DATA FOR THIS TASK
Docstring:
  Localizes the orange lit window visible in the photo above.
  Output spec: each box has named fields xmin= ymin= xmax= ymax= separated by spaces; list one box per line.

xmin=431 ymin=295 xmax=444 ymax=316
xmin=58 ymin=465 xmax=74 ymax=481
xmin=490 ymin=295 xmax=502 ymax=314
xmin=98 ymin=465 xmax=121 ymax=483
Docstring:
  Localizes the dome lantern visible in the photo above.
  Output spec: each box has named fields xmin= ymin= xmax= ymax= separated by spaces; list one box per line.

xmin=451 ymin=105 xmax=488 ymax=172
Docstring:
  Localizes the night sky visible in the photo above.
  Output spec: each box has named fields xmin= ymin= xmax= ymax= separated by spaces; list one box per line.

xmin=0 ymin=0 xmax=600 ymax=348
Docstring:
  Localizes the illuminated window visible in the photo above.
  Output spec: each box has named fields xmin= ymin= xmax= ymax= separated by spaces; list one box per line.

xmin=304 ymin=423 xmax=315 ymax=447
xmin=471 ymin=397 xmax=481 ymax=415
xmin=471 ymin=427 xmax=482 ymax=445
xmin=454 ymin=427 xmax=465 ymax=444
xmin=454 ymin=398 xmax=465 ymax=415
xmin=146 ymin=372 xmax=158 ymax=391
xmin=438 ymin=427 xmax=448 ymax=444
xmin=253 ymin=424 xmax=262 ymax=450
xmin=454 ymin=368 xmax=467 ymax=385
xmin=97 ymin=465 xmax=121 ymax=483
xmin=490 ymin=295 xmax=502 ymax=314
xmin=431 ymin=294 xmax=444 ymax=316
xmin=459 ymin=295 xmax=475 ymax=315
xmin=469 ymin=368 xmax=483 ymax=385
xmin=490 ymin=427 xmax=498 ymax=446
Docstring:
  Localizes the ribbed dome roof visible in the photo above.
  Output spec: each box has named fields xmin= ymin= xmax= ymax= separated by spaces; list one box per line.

WHAT YOU ARE ASKED TO DO
Please locate each line in the listing above that contains the word "Localizes", and copy those lines out.

ANSWER TO THIS EXERCISE
  Localizes the orange lit window visible in the photo above.
  Localizes the dome lantern visible in the photo above.
  Localizes the night sky visible in the photo above.
  Localizes the illuminated window visible in the photo above.
  Localizes the ribbed dome roof visible in the photo above.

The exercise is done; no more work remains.